Excerpt to read:
When the powders are uniform, gradually pour in the milk, and mix with a manual or electric whisk or an immersion blender.
When the mixture is homogeneous, turn on the gas, and cook while continuously stirring for about 8 minutes, or until the pudding thickens.
Then pour the mixture into 6 molds or cups or a 1-liter capacity pudding mold, previously wetted with water.
Cover with plastic wrap, making it adhere well to the surface.
Let cool and store in the refrigerator for at least 6 hours.
Chop dark chocolate and some raspberries on top.
Here is the gluten-free, egg-free, and sugar-free chocolate pudding ready
Put the erythritol, cocoa, corn starch, and milk in the mixing bowl, close with the basket instead of the measuring cup, and cook: 9 min./194°F/speed 4.

Task goal:
Transcribe the pudding recipe, copying everything from "Here is the" down to "9 min./194°F/speed 4.". The lines after the pudding recipe are separate material.

Extracted material:

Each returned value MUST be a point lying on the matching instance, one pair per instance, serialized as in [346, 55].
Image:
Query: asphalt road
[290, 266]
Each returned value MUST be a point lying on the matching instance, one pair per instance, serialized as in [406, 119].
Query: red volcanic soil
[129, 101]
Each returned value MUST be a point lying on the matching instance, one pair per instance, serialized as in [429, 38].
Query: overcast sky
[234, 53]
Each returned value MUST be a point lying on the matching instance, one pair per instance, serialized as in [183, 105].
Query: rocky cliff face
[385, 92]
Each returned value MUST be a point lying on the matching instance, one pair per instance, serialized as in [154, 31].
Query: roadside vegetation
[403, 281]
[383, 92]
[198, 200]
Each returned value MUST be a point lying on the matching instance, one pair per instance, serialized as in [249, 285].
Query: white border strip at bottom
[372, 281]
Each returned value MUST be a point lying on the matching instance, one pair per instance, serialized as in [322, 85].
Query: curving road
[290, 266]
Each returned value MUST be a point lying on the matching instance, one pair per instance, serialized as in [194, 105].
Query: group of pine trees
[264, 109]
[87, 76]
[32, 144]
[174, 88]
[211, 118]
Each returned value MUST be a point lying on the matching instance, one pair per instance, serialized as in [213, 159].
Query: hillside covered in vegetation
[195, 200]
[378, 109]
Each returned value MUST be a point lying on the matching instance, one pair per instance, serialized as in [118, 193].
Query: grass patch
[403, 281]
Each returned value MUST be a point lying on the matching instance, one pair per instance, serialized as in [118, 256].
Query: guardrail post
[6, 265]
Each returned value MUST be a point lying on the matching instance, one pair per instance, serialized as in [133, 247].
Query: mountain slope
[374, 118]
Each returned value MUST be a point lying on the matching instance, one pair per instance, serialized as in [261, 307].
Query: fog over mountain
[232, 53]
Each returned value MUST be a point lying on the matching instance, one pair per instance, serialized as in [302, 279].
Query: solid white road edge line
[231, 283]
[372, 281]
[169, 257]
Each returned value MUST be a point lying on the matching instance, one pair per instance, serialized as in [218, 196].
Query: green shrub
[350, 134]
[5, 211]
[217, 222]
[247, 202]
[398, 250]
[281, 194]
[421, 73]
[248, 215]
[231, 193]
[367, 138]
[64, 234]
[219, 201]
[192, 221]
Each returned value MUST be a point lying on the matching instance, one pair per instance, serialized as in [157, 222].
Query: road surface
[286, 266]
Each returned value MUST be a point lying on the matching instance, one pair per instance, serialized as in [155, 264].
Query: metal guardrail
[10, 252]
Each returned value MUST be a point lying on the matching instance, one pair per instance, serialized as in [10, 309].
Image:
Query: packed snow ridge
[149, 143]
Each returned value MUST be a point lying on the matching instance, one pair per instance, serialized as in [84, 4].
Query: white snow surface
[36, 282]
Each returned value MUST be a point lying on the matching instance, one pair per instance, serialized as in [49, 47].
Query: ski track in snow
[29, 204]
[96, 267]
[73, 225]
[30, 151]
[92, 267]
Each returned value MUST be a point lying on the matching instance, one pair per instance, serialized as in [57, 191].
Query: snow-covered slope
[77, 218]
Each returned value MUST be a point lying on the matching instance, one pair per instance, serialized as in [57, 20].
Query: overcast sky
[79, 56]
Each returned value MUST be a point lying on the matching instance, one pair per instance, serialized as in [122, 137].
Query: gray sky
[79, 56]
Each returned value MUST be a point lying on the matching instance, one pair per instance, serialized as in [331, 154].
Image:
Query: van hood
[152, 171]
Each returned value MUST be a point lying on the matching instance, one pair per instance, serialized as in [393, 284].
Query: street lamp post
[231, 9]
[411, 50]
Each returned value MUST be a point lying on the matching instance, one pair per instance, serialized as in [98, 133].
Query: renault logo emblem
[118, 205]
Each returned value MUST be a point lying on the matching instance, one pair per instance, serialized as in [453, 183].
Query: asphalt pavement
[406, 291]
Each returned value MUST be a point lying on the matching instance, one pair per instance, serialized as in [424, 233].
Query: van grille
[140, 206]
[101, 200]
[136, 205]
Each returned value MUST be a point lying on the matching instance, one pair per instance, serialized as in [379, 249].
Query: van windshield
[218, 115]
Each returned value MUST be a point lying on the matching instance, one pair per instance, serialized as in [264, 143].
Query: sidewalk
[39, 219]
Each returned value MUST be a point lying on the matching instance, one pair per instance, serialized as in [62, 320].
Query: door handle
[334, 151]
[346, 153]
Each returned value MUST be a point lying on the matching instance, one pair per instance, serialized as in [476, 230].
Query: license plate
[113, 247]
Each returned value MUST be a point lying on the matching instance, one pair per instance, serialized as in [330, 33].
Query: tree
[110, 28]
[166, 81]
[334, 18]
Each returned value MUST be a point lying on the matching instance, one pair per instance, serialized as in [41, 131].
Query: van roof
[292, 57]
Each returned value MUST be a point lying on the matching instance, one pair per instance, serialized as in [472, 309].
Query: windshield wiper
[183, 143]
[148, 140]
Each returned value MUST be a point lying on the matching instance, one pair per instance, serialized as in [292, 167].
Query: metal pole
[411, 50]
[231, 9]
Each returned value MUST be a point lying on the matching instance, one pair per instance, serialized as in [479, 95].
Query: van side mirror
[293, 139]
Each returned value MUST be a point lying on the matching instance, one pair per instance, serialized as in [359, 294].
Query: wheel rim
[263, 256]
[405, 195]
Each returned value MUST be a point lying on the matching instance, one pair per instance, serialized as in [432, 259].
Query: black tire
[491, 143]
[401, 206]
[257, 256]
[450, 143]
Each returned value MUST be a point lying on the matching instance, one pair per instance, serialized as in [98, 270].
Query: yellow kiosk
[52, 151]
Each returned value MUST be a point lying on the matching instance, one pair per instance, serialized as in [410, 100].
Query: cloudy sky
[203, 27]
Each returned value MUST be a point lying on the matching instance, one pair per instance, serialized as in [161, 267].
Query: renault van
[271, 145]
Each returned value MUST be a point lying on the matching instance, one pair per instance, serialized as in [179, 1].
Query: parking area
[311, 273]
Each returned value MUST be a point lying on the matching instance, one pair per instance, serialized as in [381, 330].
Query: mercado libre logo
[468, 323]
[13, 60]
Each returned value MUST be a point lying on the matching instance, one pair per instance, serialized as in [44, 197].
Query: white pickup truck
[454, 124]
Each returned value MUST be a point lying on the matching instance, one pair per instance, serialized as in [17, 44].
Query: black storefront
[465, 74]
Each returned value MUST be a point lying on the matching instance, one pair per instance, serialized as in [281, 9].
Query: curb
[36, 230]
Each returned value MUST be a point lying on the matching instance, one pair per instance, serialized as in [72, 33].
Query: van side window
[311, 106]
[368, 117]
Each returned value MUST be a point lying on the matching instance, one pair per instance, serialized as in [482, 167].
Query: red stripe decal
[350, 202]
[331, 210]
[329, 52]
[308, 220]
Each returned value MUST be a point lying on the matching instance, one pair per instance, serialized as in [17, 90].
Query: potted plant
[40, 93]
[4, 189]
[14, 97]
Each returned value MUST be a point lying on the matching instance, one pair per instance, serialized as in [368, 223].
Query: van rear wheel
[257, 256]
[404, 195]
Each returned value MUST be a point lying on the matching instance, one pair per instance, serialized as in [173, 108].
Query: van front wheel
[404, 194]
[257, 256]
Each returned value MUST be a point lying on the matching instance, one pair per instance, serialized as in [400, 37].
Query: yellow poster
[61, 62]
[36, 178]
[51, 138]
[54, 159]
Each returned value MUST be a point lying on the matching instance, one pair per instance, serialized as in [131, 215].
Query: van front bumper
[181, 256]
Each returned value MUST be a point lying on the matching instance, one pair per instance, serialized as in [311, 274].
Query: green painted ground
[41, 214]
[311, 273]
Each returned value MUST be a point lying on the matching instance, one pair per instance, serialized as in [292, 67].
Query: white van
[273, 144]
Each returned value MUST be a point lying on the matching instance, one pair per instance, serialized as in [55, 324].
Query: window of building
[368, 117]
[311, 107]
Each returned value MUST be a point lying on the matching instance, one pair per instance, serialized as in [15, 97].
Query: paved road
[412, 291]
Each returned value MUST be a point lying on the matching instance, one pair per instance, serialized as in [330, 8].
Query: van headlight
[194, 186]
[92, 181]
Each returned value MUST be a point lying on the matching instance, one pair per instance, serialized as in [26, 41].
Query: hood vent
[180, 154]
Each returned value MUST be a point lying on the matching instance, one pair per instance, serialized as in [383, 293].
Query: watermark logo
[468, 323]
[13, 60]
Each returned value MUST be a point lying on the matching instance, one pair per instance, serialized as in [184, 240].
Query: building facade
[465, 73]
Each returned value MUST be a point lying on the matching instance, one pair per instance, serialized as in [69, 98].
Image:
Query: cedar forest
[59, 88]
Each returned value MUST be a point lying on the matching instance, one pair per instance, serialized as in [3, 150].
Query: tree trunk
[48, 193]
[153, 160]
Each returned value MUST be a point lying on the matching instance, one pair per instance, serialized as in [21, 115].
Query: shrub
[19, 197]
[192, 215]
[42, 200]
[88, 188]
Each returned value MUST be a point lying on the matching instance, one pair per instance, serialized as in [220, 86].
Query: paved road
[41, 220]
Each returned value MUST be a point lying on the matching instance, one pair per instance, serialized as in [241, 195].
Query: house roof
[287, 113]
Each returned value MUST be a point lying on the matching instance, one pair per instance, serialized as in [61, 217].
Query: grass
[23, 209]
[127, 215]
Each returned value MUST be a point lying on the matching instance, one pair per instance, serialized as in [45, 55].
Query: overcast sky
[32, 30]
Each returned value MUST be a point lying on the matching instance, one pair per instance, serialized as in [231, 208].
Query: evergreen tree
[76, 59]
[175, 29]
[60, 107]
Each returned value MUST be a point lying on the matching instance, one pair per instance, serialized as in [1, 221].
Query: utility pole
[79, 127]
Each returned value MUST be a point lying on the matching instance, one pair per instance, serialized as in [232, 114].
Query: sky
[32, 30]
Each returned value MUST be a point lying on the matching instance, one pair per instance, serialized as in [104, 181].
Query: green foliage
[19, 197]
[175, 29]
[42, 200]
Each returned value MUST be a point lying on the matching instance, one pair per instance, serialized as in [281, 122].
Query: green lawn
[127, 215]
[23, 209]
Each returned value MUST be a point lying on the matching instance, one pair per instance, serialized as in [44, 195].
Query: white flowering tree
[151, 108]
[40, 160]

Answer for this exercise:
Here is the gluten-free, egg-free, and sugar-free chocolate pudding ready
Put the erythritol, cocoa, corn starch, and milk in the mixing bowl, close with the basket instead of the measuring cup, and cook: 9 min./194°F/speed 4.